• **Request a**: In the rows, swap "Report" for "Give" in everything from the line containing "Wildlife-survey input: mark every instance of the falling" down to the line containing "point(225, 156)", leaving all else unchanged.

• **Excerpted passage**:
══════════════════════════════
I hope you will take their advice or Crackem's. You're quite a few years away so maybe find ways to help/volunteer fund raise for rescues. Great ways to learn and make contacts too!

Best to you! 




HeidiGS said:


> Got my situation perfectly.


----------



## HeidiGS (Jul 8, 2013)

Gwenhwyfair said:


> I respect your honesty.
> 
> Now, you've been advised by three _moderators_ on this board with good advice.
> 
> ...


Thanks, and I'm trying but I'm just so limited. I was considering volunteering at a rescue in the next few years, but I wasn't sure. Any advice on that?


----------



## HeidiGS (Jul 8, 2013)

The only thing you missed is that my parents were considering getting another dog, but probably not.


----------



## Gwenhwyfair (Jul 27, 2010)

In blue - Yeah, that's what I figured. Plus there's limits as to what minors can do due to liability issues.

I was able to work at stables cleaning stalls and grooming horses and was involved in 4H....trying to think what is similar to 4H in the dog world. I do know that AKC conformation shows have a junior handlers program. Breeders will train you and allow you to show their dogs. Perhaps try to find something like that and I would suggest being open to all breeds at first to get the best shot at it.
══════════════════════════════
• **Data excerpts**:
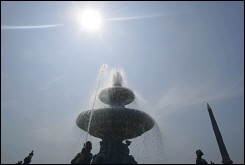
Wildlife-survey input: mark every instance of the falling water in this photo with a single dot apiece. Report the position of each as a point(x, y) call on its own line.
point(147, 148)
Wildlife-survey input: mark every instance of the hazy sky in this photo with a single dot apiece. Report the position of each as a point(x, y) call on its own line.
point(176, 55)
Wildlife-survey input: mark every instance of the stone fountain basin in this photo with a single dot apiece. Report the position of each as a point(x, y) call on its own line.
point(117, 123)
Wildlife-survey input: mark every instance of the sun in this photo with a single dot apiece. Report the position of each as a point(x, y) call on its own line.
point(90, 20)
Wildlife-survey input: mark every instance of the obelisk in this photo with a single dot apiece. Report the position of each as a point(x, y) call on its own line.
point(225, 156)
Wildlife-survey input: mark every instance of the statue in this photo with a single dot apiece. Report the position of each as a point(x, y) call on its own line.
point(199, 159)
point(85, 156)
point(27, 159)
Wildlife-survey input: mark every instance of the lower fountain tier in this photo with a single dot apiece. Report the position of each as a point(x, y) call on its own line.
══════════════════════════════
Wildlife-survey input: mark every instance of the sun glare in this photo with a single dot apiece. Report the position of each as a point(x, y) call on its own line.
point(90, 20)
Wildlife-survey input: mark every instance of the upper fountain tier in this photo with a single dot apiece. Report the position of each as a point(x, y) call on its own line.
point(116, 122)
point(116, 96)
══════════════════════════════
• **Request b**: List every forum username that appears in the thread about volunteering at rescues.

• **Result a**:
Wildlife-survey input: mark every instance of the falling water in this photo with a single dot apiece. Give the position of each as a point(x, y) call on its own line.
point(147, 148)
Wildlife-survey input: mark every instance of the hazy sky in this photo with a single dot apiece. Give the position of each as a point(x, y) call on its own line.
point(176, 55)
Wildlife-survey input: mark every instance of the stone fountain basin in this photo with a single dot apiece. Give the position of each as a point(x, y) call on its own line.
point(117, 123)
Wildlife-survey input: mark every instance of the sun in this photo with a single dot apiece. Give the position of each as a point(x, y) call on its own line.
point(90, 20)
Wildlife-survey input: mark every instance of the obelisk in this photo with a single dot apiece. Give the position of each as a point(x, y) call on its own line.
point(225, 156)

• **Result b**:
Crackem
HeidiGS
Gwenhwyfair